→ **WORK ITEM**
Your task is to filter the data below down to the lines holding "building".

→ **SOURCE MATERIAL**

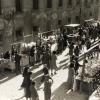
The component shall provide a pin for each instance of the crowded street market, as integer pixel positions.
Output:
(68, 56)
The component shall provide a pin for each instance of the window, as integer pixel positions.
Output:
(18, 4)
(60, 3)
(49, 3)
(19, 34)
(35, 4)
(77, 2)
(69, 2)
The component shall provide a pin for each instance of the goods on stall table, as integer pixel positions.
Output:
(24, 60)
(12, 65)
(54, 47)
(95, 95)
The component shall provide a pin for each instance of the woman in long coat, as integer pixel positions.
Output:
(53, 63)
(34, 94)
(47, 87)
(70, 80)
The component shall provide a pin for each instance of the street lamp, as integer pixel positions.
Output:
(8, 17)
(9, 28)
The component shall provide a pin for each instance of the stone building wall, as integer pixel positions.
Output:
(45, 18)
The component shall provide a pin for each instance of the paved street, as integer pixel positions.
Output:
(10, 85)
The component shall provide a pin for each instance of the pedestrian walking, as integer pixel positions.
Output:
(27, 86)
(34, 93)
(25, 73)
(17, 63)
(48, 81)
(53, 63)
(70, 80)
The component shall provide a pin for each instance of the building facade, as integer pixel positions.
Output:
(19, 18)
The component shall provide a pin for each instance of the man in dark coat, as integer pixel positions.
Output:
(17, 63)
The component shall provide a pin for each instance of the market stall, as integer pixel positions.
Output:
(7, 64)
(95, 95)
(71, 28)
(87, 74)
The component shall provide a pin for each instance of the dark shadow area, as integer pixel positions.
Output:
(63, 60)
(61, 94)
(7, 75)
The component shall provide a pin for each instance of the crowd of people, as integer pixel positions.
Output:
(42, 53)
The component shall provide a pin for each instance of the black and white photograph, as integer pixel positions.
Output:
(49, 49)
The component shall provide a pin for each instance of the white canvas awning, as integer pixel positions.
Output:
(72, 25)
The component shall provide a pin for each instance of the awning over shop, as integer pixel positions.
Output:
(72, 25)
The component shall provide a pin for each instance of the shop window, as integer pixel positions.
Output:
(35, 4)
(60, 3)
(19, 34)
(49, 3)
(18, 4)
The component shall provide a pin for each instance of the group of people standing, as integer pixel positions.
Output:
(29, 86)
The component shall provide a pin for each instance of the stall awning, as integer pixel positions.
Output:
(72, 25)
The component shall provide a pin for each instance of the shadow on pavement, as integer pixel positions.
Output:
(7, 75)
(61, 94)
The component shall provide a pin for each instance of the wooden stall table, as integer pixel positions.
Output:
(95, 95)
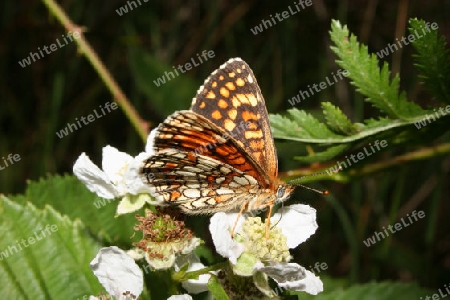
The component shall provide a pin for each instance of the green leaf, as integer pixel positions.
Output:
(432, 58)
(301, 125)
(216, 288)
(290, 128)
(44, 255)
(370, 291)
(69, 196)
(366, 75)
(337, 121)
(323, 156)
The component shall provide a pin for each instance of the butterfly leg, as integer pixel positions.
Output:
(269, 214)
(243, 207)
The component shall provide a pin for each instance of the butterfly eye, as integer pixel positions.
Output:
(280, 192)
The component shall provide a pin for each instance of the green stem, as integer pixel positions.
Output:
(194, 274)
(342, 176)
(139, 124)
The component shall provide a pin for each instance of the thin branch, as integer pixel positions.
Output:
(138, 123)
(343, 176)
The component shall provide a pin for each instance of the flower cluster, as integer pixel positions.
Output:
(168, 244)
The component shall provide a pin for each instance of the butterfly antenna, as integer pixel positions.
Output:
(328, 172)
(282, 205)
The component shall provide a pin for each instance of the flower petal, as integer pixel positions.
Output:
(132, 203)
(220, 227)
(180, 297)
(117, 272)
(193, 286)
(114, 164)
(298, 223)
(292, 276)
(134, 181)
(95, 179)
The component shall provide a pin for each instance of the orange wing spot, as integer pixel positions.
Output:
(175, 195)
(248, 115)
(257, 155)
(229, 125)
(223, 151)
(211, 95)
(220, 198)
(257, 145)
(240, 82)
(171, 165)
(216, 115)
(244, 98)
(230, 86)
(236, 102)
(222, 103)
(166, 136)
(232, 113)
(249, 99)
(191, 156)
(224, 92)
(253, 134)
(240, 160)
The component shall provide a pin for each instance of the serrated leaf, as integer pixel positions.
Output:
(433, 59)
(337, 121)
(286, 127)
(372, 291)
(53, 266)
(301, 125)
(367, 77)
(69, 196)
(216, 288)
(326, 155)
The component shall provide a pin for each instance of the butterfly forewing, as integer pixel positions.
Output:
(229, 97)
(219, 155)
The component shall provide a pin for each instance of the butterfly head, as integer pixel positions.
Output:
(283, 192)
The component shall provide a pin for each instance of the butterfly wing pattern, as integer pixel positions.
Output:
(220, 155)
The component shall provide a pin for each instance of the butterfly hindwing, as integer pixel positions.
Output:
(196, 183)
(190, 132)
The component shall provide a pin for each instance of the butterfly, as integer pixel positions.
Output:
(219, 155)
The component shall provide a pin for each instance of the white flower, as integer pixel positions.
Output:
(119, 178)
(193, 286)
(109, 183)
(249, 252)
(117, 272)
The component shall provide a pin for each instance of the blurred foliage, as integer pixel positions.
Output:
(138, 47)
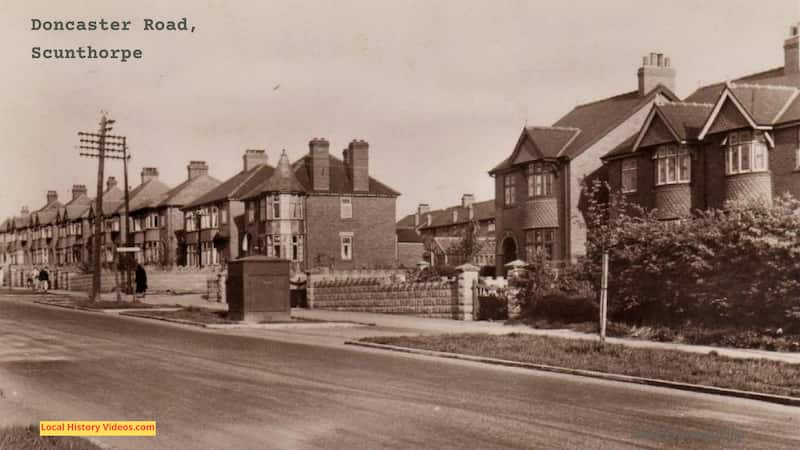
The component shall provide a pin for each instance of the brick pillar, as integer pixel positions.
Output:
(466, 291)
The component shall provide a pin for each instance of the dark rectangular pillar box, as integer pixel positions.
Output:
(258, 289)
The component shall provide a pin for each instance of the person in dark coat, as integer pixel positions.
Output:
(140, 277)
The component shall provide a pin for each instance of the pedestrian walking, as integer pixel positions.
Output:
(140, 278)
(44, 280)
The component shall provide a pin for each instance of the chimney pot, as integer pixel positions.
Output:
(253, 158)
(658, 71)
(149, 173)
(196, 169)
(320, 164)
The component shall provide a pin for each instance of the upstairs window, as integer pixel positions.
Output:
(540, 180)
(509, 194)
(346, 240)
(276, 206)
(629, 175)
(540, 241)
(297, 207)
(346, 207)
(673, 165)
(746, 152)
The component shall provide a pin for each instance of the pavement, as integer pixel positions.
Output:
(304, 389)
(395, 324)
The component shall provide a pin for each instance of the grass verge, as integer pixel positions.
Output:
(757, 375)
(27, 438)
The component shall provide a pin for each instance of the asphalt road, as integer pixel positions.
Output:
(212, 389)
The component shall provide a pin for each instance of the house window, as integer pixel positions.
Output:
(346, 240)
(673, 165)
(508, 182)
(540, 180)
(213, 217)
(540, 241)
(262, 209)
(629, 175)
(297, 207)
(251, 212)
(746, 152)
(297, 247)
(346, 207)
(276, 206)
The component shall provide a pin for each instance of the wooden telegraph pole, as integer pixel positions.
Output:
(98, 144)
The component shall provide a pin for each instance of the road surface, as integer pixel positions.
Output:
(213, 389)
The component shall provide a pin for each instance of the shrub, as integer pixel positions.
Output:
(738, 267)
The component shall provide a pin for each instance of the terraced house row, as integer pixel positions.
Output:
(736, 140)
(319, 210)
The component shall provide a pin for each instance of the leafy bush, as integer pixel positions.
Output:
(738, 267)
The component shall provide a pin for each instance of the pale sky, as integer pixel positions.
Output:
(440, 89)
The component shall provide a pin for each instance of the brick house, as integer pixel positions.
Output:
(440, 232)
(322, 211)
(213, 221)
(538, 194)
(732, 141)
(157, 222)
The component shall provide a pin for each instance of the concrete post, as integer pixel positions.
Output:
(467, 278)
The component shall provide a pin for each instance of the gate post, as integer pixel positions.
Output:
(467, 278)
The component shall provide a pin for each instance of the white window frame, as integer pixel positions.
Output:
(346, 207)
(346, 246)
(629, 167)
(668, 159)
(743, 149)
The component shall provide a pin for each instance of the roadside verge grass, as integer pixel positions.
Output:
(27, 438)
(757, 375)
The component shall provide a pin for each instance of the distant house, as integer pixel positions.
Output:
(157, 221)
(730, 141)
(538, 197)
(441, 231)
(213, 221)
(322, 211)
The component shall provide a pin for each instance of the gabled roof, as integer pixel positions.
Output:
(234, 187)
(340, 183)
(283, 178)
(141, 197)
(408, 235)
(340, 180)
(187, 191)
(596, 119)
(444, 217)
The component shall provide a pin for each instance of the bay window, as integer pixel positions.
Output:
(540, 180)
(509, 194)
(673, 164)
(746, 152)
(629, 175)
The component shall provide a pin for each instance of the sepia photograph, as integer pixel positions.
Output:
(405, 224)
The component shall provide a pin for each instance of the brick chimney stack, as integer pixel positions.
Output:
(320, 164)
(78, 190)
(655, 70)
(423, 208)
(196, 169)
(791, 52)
(254, 157)
(149, 173)
(356, 158)
(467, 200)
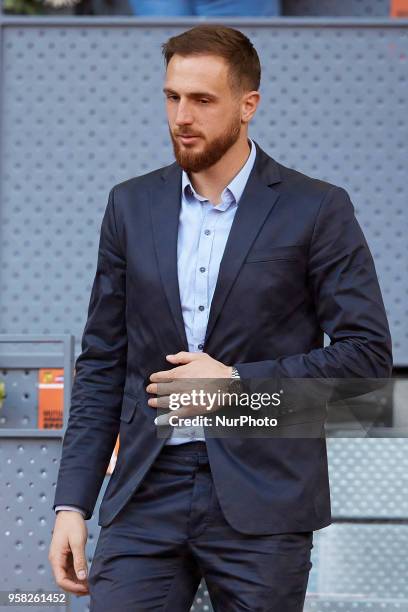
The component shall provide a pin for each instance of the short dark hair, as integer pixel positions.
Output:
(228, 43)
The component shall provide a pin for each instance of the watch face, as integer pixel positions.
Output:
(235, 386)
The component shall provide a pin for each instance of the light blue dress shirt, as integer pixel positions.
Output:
(202, 234)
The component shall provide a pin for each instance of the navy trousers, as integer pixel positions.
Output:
(172, 533)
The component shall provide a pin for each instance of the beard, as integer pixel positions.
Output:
(196, 161)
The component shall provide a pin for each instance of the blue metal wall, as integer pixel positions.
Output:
(82, 109)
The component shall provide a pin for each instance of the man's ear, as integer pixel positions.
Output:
(249, 105)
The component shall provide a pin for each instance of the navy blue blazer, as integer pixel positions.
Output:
(296, 265)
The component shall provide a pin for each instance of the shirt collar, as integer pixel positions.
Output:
(233, 191)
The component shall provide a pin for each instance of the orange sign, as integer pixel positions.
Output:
(50, 398)
(399, 8)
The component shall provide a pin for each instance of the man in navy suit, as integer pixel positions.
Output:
(223, 265)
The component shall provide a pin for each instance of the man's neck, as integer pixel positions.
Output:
(211, 182)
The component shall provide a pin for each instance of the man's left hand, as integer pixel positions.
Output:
(188, 365)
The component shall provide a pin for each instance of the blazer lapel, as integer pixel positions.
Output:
(254, 206)
(165, 210)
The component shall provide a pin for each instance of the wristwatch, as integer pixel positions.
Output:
(235, 384)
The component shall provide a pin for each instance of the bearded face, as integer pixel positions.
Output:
(200, 151)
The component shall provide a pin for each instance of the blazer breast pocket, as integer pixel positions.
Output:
(279, 254)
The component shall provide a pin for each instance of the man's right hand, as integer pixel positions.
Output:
(67, 552)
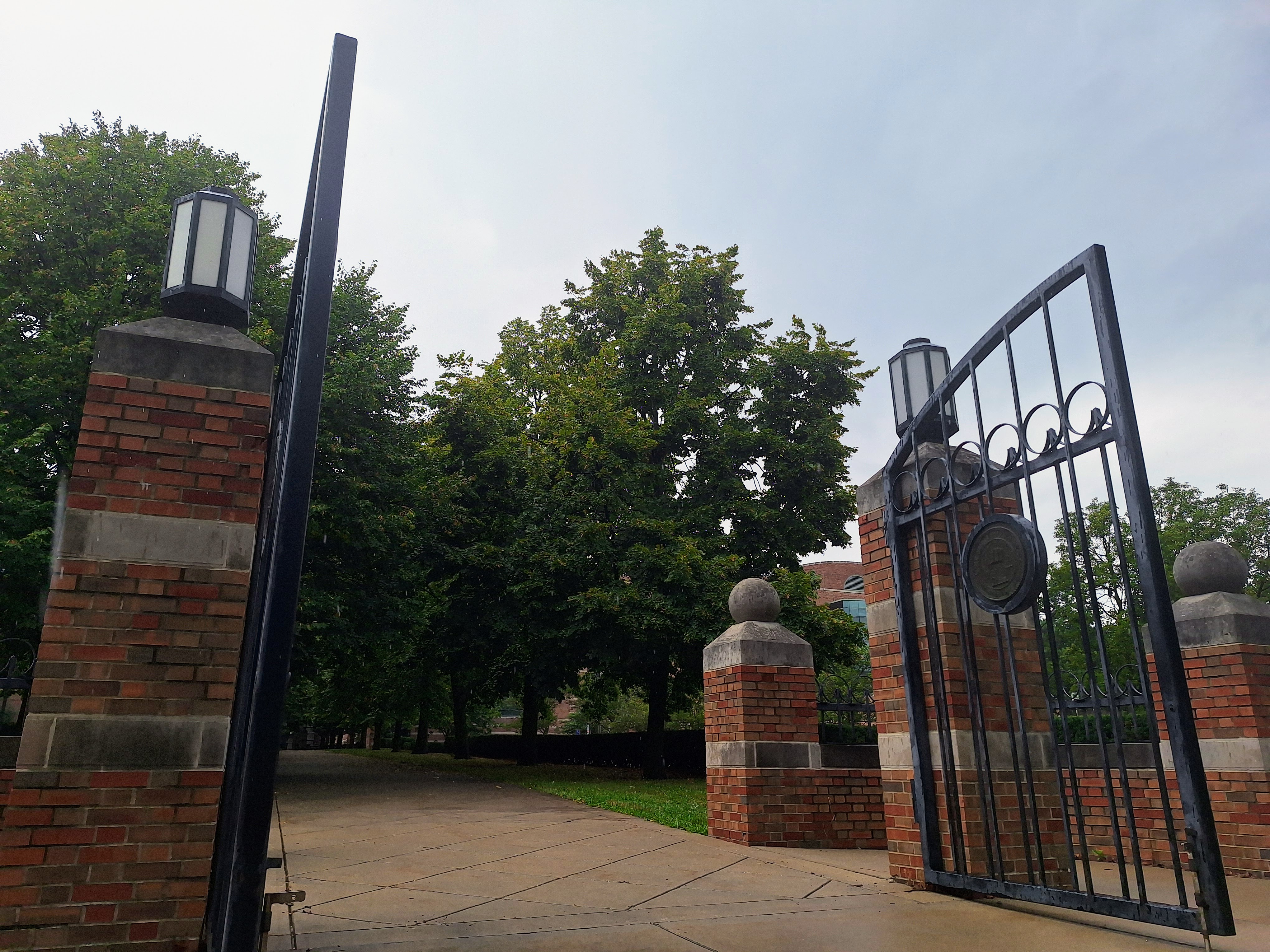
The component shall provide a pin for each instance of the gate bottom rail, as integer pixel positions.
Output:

→ **OUTPUT BELOW**
The component shall provide a pin for each instance of the stone building wall, as integer pixel positions.
The component shall provide a pin for each instance of the building facade, as integer pixel positions.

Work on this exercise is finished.